§ **Exercise text**
== Segment start ==
This wouldn't matter quite so much if interest rates weren't already down at zero and if debt levels weren't quite so high. But given that they are, we're stuck in a very fragile economic world. The more inflation falls – a consequence of low levels of activity – the higher zero interest rates become in real terms. If prices and wages rise at 2 per cent per year, zero interest rates are -2 per cent in real terms. If prices and wages rise at 1 per cent a year, zero interest rates are -1 per cent in real terms. And should prices and wages fall by 1 per cent a year, zero interest rates rise to +1 per cent in real terms.
In other words, a central bank finds the setting of monetary policy increasingly difficult in a world of zero interest rates and excessively low inflation. Moreover, if a heavily indebted public begins to fear the onset of deflation when interest rates are already at zero, the rational response is to start repaying debt with ever-greater enthusiasm. And, by doing so, deflation becomes even more likely, delivering a rise in real interest rates which will encourage even more debt repayment (or, as the situation deteriorates, a significant increase in defaults and bankruptcies).
Perhaps the best way to express this is to argue that we have a crisis of the nominal, not the real, economy. Focusing on jobs growth, business confidence and retail spending is all very well but, on their own, these indicators say little about whether a recovery in current circumstances will be sustained.
Uniquely, the Western world is facing a nominal crisis: too much debt, too little inflation and an absence of effective conventional policy levers.
No one in policy circles has had to come to terms with these kinds of challenges before. No one, that it, except the Japanese. Japan has been heavily criticised by Western policymakers over the years. It was too slow to cut interest rates at the beginning of the 1990s after its stock market crash. It was too quick to raise interest rates later in the decade when its deflationary crisis was not yet over. It began to pursue unconventional "quantitative easing" policies over a decade too late.
Yet it increasingly appears that Western policymakers have been slow to apply the lessons of Japan to their own economies. Even if activity is incredibly depressed and inflation worryingly low, central bankers cannot help but reach for the interest rate trigger at the first sign of recovery. Earlier in the year, for example, all the talk was of so-called "exit strategies" and many in financial markets thought interest rates might be rising by the end of the year in a bid to prevent inflation from re-emerging.
== Segment end ==
§ **Given information**
== Segment start ==
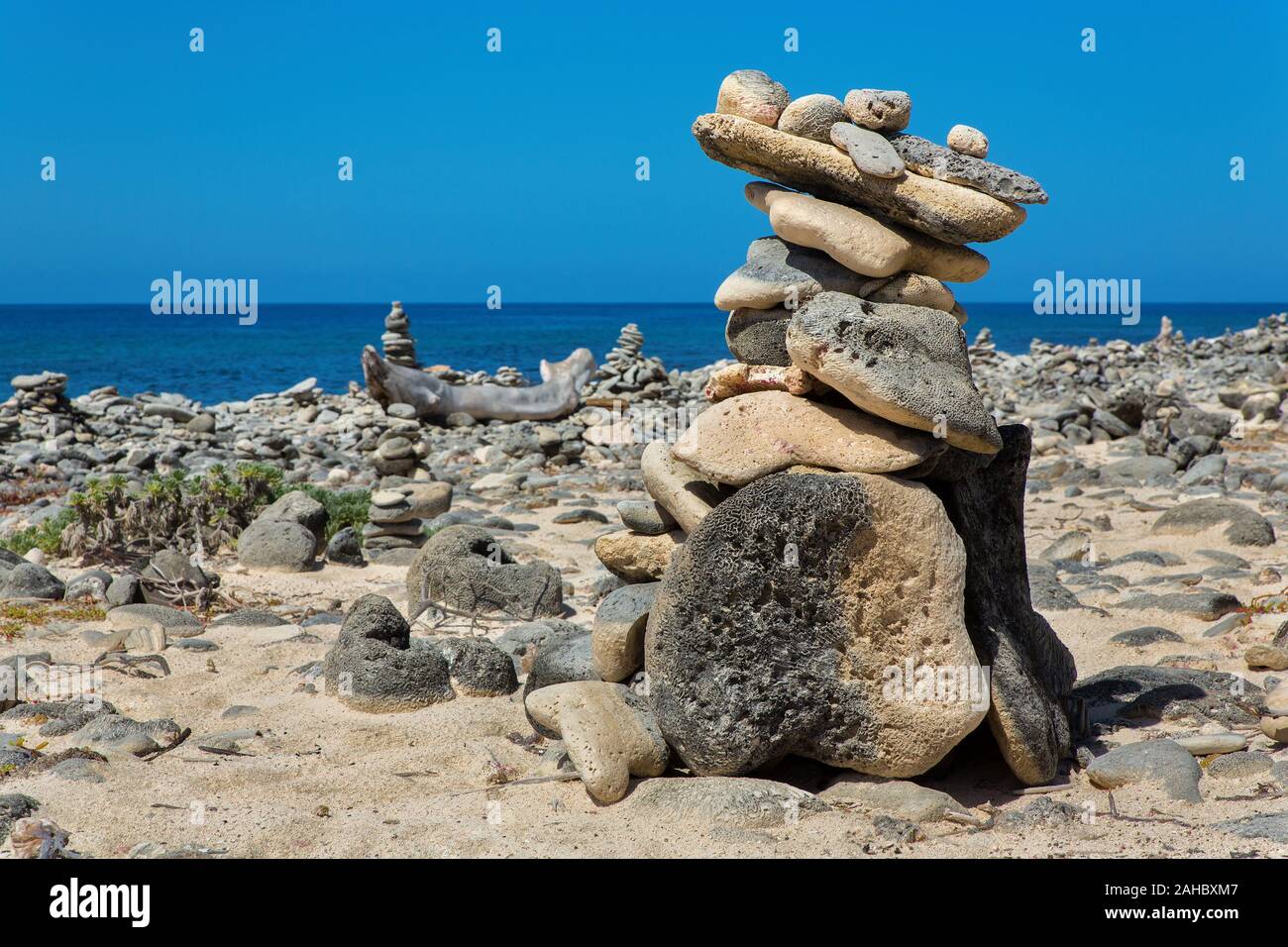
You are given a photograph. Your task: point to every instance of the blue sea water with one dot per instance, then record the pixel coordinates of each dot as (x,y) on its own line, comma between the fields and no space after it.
(214,359)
== Segment end ==
§ **Required actions**
1. Answer these from the passage on interest rates and deflation:
(a) If prices and wages rise at 1 per cent a year, what are zero interest rates in real terms?
(b) What three things make up the nominal crisis the Western world is facing?
(c) Which country was too slow to cut interest rates at the beginning of the 1990s?
2. Please copy everything in the passage on interest rates and deflation from "Perhaps the best" down to "will be sustained.".
3. Translate this sentence from the passage on interest rates and deflation into Spanish: "No one in policy circles has had to come to terms with these kinds of challenges before."

§ **Exercise responses**
1.
(a) -1 per cent
(b) Too much debt, too little inflation and an absence of effective conventional policy levers
(c) Japan

2.
Perhaps the best way to express this is to argue that we have a crisis of the nominal, not the real, economy. Focusing on jobs growth, business confidence and retail spending is all very well but, on their own, these indicators say little about whether a recovery in current circumstances will be sustained.

3. Nadie en los círculos políticos ha tenido que enfrentarse antes a este tipo de desafíos.